──────── Dataset rows ────────

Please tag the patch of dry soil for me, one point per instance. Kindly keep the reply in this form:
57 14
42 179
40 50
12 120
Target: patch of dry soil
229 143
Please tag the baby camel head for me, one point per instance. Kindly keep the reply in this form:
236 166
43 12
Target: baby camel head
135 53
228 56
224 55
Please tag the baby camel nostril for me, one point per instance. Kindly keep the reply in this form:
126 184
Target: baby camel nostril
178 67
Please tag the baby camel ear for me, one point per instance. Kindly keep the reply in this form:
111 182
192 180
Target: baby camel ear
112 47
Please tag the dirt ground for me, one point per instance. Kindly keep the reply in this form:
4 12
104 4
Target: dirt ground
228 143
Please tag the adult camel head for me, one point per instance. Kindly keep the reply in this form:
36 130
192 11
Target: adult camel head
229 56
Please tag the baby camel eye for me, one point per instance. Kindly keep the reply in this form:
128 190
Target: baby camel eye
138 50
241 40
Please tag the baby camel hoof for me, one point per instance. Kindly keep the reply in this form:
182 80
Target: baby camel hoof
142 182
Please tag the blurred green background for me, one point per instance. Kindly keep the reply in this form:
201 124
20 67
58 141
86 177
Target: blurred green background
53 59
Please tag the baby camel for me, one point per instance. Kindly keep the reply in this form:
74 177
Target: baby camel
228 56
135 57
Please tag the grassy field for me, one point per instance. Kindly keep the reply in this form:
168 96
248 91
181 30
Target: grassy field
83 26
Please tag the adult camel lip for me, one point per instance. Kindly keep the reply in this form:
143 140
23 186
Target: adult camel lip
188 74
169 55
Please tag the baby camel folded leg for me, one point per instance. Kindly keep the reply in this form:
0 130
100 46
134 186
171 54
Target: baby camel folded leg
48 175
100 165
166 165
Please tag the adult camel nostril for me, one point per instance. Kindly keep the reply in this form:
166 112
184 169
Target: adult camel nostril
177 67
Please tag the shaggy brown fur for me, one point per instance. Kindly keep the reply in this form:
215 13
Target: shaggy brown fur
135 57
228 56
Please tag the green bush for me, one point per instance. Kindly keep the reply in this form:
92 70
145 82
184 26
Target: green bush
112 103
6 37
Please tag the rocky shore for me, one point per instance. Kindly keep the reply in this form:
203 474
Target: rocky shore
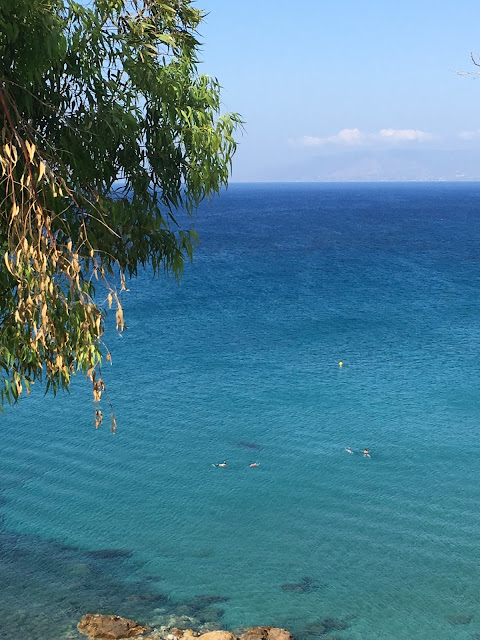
108 627
104 627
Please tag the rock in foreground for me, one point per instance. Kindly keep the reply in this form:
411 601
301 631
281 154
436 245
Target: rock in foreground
96 625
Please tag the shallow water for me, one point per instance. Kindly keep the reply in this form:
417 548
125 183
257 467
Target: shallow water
288 281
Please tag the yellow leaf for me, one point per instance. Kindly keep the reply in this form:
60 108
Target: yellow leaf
41 171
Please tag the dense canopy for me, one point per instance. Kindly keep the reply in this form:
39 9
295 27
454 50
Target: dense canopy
107 129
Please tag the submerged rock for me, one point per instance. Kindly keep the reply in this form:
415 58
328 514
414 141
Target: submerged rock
267 633
108 554
459 619
96 625
320 627
306 585
217 635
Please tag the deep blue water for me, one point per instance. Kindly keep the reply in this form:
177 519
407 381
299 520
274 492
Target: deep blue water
288 281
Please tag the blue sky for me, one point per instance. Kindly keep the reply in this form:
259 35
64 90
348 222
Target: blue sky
355 80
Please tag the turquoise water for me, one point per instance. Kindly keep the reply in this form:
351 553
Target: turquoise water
288 281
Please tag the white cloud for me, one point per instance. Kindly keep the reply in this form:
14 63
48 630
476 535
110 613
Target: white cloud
354 137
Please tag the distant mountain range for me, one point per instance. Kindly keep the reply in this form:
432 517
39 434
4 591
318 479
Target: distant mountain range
386 165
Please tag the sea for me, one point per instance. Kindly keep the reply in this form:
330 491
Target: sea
240 362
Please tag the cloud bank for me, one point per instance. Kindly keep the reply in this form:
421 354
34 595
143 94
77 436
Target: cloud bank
355 137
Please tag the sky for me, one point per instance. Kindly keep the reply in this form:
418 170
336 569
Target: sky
348 90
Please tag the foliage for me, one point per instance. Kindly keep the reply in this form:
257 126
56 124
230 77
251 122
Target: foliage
107 129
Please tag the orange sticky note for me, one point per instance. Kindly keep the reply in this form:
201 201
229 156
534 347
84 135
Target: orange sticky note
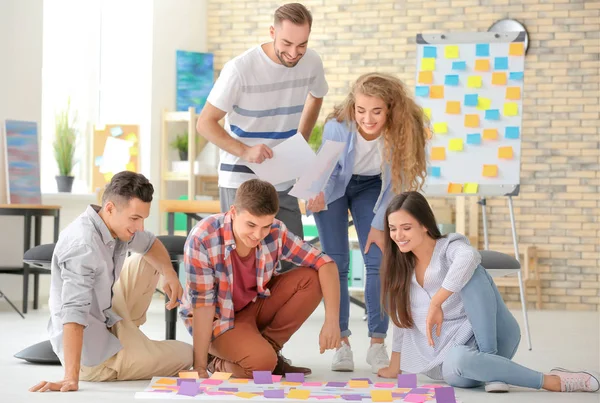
438 153
471 120
482 65
490 134
516 49
505 152
513 93
425 77
499 78
436 92
490 171
454 188
453 107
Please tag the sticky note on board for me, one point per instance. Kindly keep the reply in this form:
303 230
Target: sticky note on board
453 107
451 52
505 153
474 82
425 77
513 93
438 153
428 64
490 171
455 145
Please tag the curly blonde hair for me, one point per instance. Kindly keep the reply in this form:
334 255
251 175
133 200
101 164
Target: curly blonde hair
405 133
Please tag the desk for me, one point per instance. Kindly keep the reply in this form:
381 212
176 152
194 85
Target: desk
29 211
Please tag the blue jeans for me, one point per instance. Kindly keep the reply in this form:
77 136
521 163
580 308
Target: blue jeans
497 337
360 197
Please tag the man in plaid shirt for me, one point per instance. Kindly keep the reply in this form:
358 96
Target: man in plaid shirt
240 308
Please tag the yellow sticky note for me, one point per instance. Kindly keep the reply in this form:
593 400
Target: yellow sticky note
471 120
513 93
482 65
382 396
490 134
451 52
499 78
438 153
436 92
471 188
490 171
511 109
425 77
440 128
483 103
454 188
516 49
299 394
474 82
505 152
453 107
455 145
428 64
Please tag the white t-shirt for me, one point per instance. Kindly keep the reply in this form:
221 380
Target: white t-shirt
264 101
367 156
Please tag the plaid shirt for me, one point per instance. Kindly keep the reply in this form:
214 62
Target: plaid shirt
208 265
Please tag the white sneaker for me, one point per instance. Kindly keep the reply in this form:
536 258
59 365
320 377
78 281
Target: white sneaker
343 360
377 357
496 387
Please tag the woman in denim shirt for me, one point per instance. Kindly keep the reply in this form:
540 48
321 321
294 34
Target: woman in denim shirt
384 132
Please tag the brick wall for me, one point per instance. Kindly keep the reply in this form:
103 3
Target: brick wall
559 206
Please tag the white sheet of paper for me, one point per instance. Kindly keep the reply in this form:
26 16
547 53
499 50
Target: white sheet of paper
116 155
315 177
290 159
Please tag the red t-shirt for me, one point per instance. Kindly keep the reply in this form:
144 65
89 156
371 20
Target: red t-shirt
244 279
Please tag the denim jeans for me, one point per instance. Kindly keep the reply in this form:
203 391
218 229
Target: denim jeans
360 197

────────

**Exercise:**
Copy out exactly the lines from the line with "Please tag the brick" to the end of the listing, including both of those lines, and give nothing else.

**Full response:**
Please tag the brick wall for me, one point per instance. Kindly keep the reply in this form:
103 3
Target: brick wall
559 206
Please tag the white sheet of paper for me, one point per instance. Kindly keep the reply in this form:
26 16
547 53
499 50
Target: white sheet of paper
116 155
315 177
290 159
Please tag the red t-shirt for me, one point per instance. Kindly keep the reply in this form:
144 65
89 156
371 20
Target: red t-shirt
244 279
Please tag the denim jeans for me, one point per instance. Kindly keep the reply in this form:
203 391
218 229
Target: denim jeans
360 197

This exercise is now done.